→ **Dataset entries**:
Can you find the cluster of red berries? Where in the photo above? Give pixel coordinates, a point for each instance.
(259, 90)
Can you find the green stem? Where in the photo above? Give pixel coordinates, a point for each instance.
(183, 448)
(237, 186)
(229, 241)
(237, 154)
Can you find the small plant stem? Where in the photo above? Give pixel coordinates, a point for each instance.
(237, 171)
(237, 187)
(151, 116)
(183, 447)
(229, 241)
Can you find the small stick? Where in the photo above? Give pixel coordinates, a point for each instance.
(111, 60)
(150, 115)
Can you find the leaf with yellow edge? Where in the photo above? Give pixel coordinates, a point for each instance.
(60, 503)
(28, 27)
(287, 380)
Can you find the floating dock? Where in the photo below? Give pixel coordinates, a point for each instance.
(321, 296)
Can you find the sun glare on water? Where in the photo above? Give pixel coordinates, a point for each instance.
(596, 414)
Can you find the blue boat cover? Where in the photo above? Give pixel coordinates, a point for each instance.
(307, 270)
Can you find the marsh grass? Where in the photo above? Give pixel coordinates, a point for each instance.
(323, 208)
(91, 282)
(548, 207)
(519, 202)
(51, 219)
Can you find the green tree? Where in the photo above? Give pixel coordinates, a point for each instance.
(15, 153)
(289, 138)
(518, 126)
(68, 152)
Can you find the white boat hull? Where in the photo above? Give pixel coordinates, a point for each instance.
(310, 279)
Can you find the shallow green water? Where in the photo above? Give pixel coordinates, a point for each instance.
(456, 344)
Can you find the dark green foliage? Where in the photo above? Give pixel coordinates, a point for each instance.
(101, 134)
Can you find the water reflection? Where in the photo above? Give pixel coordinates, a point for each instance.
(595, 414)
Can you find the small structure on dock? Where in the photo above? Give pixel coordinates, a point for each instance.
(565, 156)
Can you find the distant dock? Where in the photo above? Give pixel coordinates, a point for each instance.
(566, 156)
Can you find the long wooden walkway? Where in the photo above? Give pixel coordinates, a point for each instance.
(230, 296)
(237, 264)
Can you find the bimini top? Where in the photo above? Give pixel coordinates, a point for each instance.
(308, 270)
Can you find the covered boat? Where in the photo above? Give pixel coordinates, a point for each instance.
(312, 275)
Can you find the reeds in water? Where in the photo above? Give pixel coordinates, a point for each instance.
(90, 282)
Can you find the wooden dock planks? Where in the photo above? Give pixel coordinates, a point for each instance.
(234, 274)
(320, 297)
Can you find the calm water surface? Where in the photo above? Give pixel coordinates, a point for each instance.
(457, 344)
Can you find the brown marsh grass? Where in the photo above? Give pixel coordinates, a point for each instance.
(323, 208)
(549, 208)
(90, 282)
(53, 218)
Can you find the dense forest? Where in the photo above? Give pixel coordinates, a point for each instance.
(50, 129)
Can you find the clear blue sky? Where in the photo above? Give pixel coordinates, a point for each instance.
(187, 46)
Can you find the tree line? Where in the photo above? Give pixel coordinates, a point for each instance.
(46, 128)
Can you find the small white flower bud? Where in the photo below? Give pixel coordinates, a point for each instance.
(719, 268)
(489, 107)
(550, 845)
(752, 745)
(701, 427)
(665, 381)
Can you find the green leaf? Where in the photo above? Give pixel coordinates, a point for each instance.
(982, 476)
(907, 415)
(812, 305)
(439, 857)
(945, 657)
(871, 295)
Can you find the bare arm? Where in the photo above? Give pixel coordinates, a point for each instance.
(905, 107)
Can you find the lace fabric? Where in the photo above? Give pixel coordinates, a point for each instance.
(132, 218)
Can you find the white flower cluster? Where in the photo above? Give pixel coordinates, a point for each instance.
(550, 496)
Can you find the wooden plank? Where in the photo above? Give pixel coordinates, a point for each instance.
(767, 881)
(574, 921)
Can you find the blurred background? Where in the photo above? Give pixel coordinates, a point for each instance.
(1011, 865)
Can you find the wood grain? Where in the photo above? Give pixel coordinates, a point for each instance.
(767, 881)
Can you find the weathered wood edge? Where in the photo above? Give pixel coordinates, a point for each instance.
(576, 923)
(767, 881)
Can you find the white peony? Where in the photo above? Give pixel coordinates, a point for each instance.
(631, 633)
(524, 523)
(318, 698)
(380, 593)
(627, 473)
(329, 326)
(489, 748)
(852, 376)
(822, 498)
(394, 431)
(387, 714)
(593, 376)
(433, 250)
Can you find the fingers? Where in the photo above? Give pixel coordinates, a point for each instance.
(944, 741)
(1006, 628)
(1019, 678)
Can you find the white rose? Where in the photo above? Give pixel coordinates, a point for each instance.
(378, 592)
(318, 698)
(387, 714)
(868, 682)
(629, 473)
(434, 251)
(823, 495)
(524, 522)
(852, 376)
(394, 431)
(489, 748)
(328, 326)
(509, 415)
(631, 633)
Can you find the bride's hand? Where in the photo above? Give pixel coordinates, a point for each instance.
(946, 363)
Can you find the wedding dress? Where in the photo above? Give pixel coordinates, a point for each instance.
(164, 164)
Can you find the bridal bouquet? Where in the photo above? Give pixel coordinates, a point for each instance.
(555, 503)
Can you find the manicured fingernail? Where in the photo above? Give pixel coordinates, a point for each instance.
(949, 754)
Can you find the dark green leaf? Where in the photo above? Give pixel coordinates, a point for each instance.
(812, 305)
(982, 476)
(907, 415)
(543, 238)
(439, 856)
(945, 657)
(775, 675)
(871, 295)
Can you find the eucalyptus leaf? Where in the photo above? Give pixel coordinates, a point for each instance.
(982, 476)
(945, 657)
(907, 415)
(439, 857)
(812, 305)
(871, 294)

→ **How to complete this task**: The data must be given again in full. Keep every line identical.

→ **Response**:
Can you find the cluster of red berries? Where in the photo above? Give pixel coordinates, a point for each instance.
(259, 90)
Can you find the green stem? Where in the photo above? Give pixel coordinates, a point for each instance.
(183, 448)
(237, 186)
(229, 241)
(237, 154)
Can you find the small plant stem? Where in the photo above? Give pixel coordinates, a point for each instance.
(237, 171)
(237, 187)
(151, 116)
(183, 447)
(229, 241)
Can you find the small stick? Where in the photo above? Give pixel coordinates, a point for each instance.
(111, 60)
(150, 115)
Can you find the leaf with yellow edge? Where in the photo above? Give pixel coordinates, a point for each instance.
(60, 503)
(28, 27)
(287, 380)
Can you find the floating dock? Where in the photo below? Give pixel coordinates, a point for each instance.
(321, 296)
Can you find the sun glare on water? Where in the photo above? Give pixel coordinates, a point for each instance.
(596, 414)
Can you find the blue boat cover? Where in the photo above? Give pixel coordinates, a point for each instance.
(307, 270)
Can you find the marsh grass? Where in the photo above? Give pixel coordinates, a point for each instance.
(323, 208)
(91, 282)
(548, 207)
(519, 202)
(51, 219)
Can you find the green tree? Where in the photo above? Give pixel coordinates, a point for each instance.
(15, 153)
(289, 138)
(518, 126)
(68, 152)
Can you find the white boat hull? Where in the photo above? Give pixel coordinates, a point for each instance.
(310, 279)
Can you find the shallow green water? Where in the photo above? Give pixel coordinates, a point for each instance.
(456, 344)
Can you find the dark green foliage? Where in the photo above? Give pixel coordinates, a point for each instance.
(101, 134)
Can you find the water reflection? Where in the photo above? Give pixel coordinates, a point for each instance.
(595, 414)
Can you find the small structure on dock? Where in the photo above? Give pixel coordinates, a point for each instance.
(565, 156)
Can you find the distant dock? Where in the photo above? Give pixel coordinates, a point for each instance.
(566, 156)
Can you find the long wooden walkway? Where in the photo above? Give pixel coordinates, a point for each instance.
(230, 296)
(237, 264)
Can you find the bimini top? Where in the photo above? Give pixel coordinates, a point for each instance.
(308, 270)
Can you find the covered boat? Where in the photo above? Give pixel coordinates, a point for each instance.
(312, 275)
Can you find the reeds in water? Where in the photo above? Give pixel coordinates, a point for each instance.
(90, 282)
Can you find the wooden dock planks? Where in the photo above? Give pixel coordinates, a point for each instance.
(234, 274)
(320, 297)
Can you find the calm water surface? Where in the photo above? Give pixel coordinates, a point for each instance.
(457, 344)
Can you find the brown marsh grass? Where in the photo above? Give pixel coordinates, a point for each instance.
(323, 208)
(549, 208)
(90, 282)
(53, 218)
Can you find the dense forest? Where in the photo above? Give pixel coordinates, a point for each instance.
(50, 129)
Can you find the clear blue sky? Where in the photo above? Give pixel coordinates, a point for each instance.
(187, 46)
Can you find the tree line? Where in the photo above? Give pixel coordinates, a point for each instance.
(46, 128)
Can you find the small white flower bud? Where in the photo below? Give pixel coordinates, a point for each instance.
(719, 268)
(489, 107)
(550, 845)
(752, 745)
(701, 427)
(665, 381)
Can you find the green leaf? Where in the photo above? Give pixel coordinates, a point for each instance.
(982, 476)
(907, 415)
(812, 305)
(439, 857)
(945, 657)
(871, 295)
Can you find the bare arm? Where in the photo above? Give pixel coordinates, a point for each instance.
(905, 107)
Can you find the lace fabric? Where in the photo above? Give pixel coordinates, a point for each instance.
(132, 218)
Can you find the white flower cluster? Where in the photo above? Give pixel coordinates, a point for each instance.
(550, 496)
Can you find the wooden plank? Where in the photo above? Give pixel coordinates, a point for each instance.
(767, 881)
(574, 921)
Can you find the blurred background? Where in the photo above? Give pixel coordinates, a point for each instance.
(1011, 865)
Can you find the wood grain? Where in the photo above? Give pixel coordinates, a point for each instance.
(767, 881)
Can you find the weathered wood edge? Where in the photo above? Give pixel coordinates, a point for each instance.
(576, 923)
(767, 881)
Can you find the white peony? Where in the photo above? Give pixel coordinates, a point for each instance.
(631, 633)
(524, 523)
(318, 698)
(380, 593)
(627, 473)
(329, 326)
(489, 748)
(852, 376)
(822, 498)
(394, 431)
(387, 714)
(593, 376)
(433, 250)
Can you find the fingers? Where in the photo above? Give pixel coordinates, a point for each instance.
(944, 741)
(1006, 628)
(1019, 678)
Can you find the white rose? Where in the photo above? Give pixel coordinates, a point for each instance.
(378, 592)
(318, 698)
(387, 714)
(868, 682)
(629, 473)
(434, 251)
(823, 495)
(524, 522)
(852, 376)
(394, 431)
(489, 748)
(328, 326)
(509, 415)
(631, 633)
Can you find the bride's hand? Where in the photo above? Give pixel coordinates, a point for each instance.
(946, 363)
Can you find the wedding dress? Where in the photo above? Give pixel coordinates, a point for each instance.
(164, 164)
Can you find the bridal bouquet? Where in the photo above? Give pixel coordinates, a point for each instance.
(555, 503)
Can you find the manicured fingernail? Where in the photo above? Give pixel coordinates, a point for each instance.
(949, 754)
Can you find the dark green leaf? Where in the photo above? Give pixel coordinates, a point for each instance.
(812, 305)
(982, 476)
(907, 415)
(543, 238)
(439, 856)
(945, 657)
(775, 675)
(871, 295)
Can you find the eucalyptus leaf? Where in the photo above? Give pixel coordinates, a point for each instance.
(982, 476)
(945, 657)
(907, 415)
(439, 857)
(812, 305)
(871, 294)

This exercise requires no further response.